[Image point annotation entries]
■ ■ ■ ■

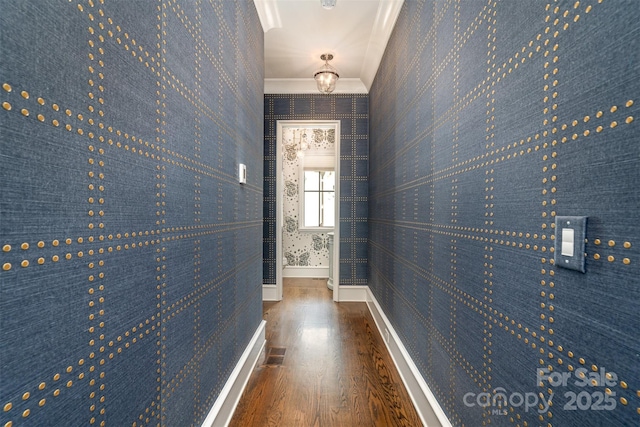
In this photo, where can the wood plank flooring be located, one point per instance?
(324, 365)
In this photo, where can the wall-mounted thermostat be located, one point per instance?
(242, 173)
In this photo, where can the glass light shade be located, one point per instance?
(326, 78)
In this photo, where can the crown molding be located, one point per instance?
(386, 18)
(308, 86)
(268, 13)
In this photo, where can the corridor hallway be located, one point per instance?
(324, 364)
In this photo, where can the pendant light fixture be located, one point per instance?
(327, 76)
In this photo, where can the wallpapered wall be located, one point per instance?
(302, 248)
(488, 119)
(131, 258)
(353, 113)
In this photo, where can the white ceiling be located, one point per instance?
(297, 32)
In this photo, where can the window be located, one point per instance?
(318, 199)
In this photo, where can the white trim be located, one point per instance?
(280, 124)
(268, 13)
(386, 18)
(309, 86)
(425, 402)
(225, 405)
(269, 293)
(353, 293)
(306, 271)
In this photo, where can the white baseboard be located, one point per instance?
(306, 271)
(224, 407)
(353, 293)
(425, 402)
(269, 293)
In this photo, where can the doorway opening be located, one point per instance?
(313, 148)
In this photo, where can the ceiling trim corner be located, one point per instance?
(268, 13)
(386, 18)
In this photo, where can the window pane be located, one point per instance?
(311, 180)
(311, 209)
(328, 180)
(328, 209)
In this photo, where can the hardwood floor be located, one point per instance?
(324, 364)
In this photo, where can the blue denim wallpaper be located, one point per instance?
(488, 119)
(353, 113)
(131, 257)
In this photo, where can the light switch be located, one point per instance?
(242, 173)
(569, 243)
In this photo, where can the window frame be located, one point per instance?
(320, 162)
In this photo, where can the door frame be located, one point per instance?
(280, 125)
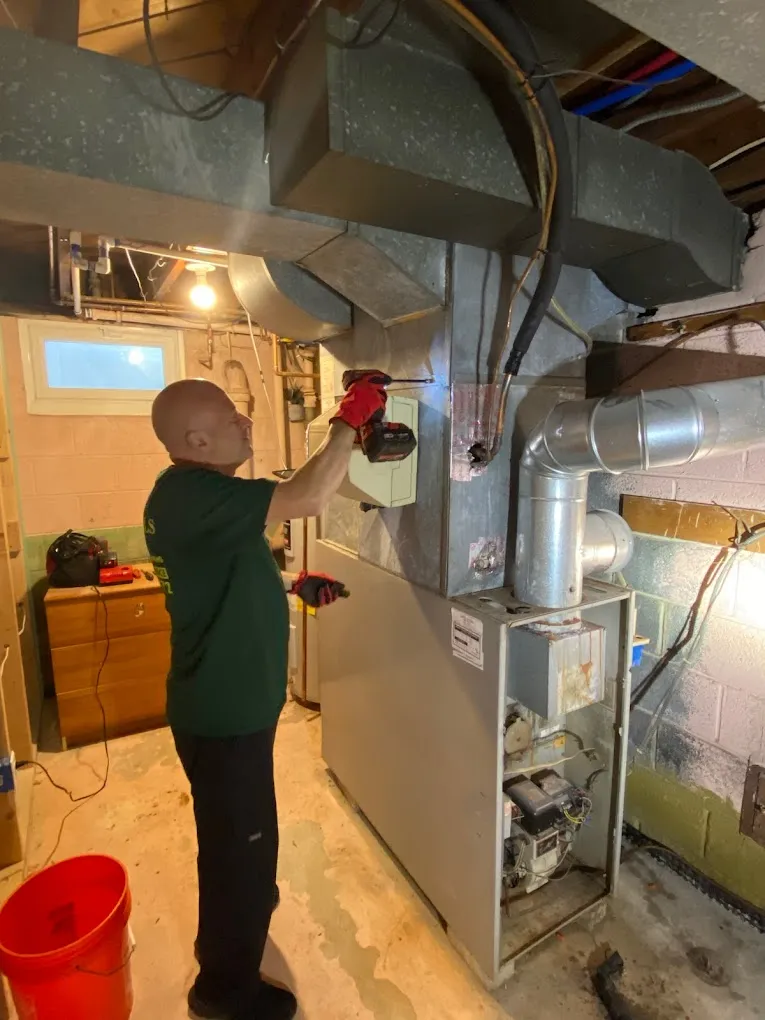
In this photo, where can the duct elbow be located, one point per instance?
(608, 544)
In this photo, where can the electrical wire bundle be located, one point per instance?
(506, 37)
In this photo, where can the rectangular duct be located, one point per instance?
(403, 136)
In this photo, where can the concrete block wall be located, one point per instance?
(686, 776)
(94, 473)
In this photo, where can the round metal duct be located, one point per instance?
(287, 300)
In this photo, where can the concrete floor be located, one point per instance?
(352, 936)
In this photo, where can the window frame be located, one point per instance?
(43, 399)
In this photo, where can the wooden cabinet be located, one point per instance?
(110, 645)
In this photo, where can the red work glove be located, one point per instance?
(318, 590)
(364, 399)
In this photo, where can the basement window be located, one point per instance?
(85, 368)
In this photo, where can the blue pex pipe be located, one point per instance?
(627, 91)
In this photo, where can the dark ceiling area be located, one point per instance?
(687, 108)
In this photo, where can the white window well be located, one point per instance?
(90, 368)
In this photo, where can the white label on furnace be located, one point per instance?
(467, 639)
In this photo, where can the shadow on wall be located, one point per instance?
(627, 368)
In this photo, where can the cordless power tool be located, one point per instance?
(383, 441)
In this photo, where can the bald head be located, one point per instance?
(196, 420)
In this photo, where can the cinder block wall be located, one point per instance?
(686, 780)
(94, 473)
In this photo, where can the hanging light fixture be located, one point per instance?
(202, 295)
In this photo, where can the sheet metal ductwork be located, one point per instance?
(287, 300)
(659, 428)
(403, 136)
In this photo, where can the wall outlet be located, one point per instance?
(753, 811)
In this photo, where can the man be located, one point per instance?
(227, 681)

■ ■ ■ ■

■ Directions for this task:
Return the line that contains "In this photo, where can the blue pex" and all lines after it, verbatim, and nothing else.

■ Solution:
In this photo, where can the blue pex pipe be located, one point per instance?
(627, 91)
In this photo, where can the dark ceiling area be located, one point per instance?
(687, 108)
In this photo, where can the white window well be located, one point per instance?
(90, 368)
In this photo, where can the white label on furnace be located, one point per instance?
(467, 639)
In this photo, where can the shadow on wall be located, one point per instance?
(627, 368)
In this photo, where can the cordless power tool be located, one point per instance?
(383, 441)
In this photo, where can the bald head be located, one point per instance?
(196, 420)
In this photo, where can the cinder block wall be located, one point per instance?
(686, 780)
(94, 473)
In this photo, where can the hanging light fixture be located, one point per instance?
(202, 295)
In this photo, where can the sheet metal ductwork be located, one point per instance?
(287, 300)
(659, 428)
(403, 136)
In this photo, where can the wall outlet be located, one point per instance?
(753, 811)
In this photo, where can the man be located, one point per instance?
(227, 681)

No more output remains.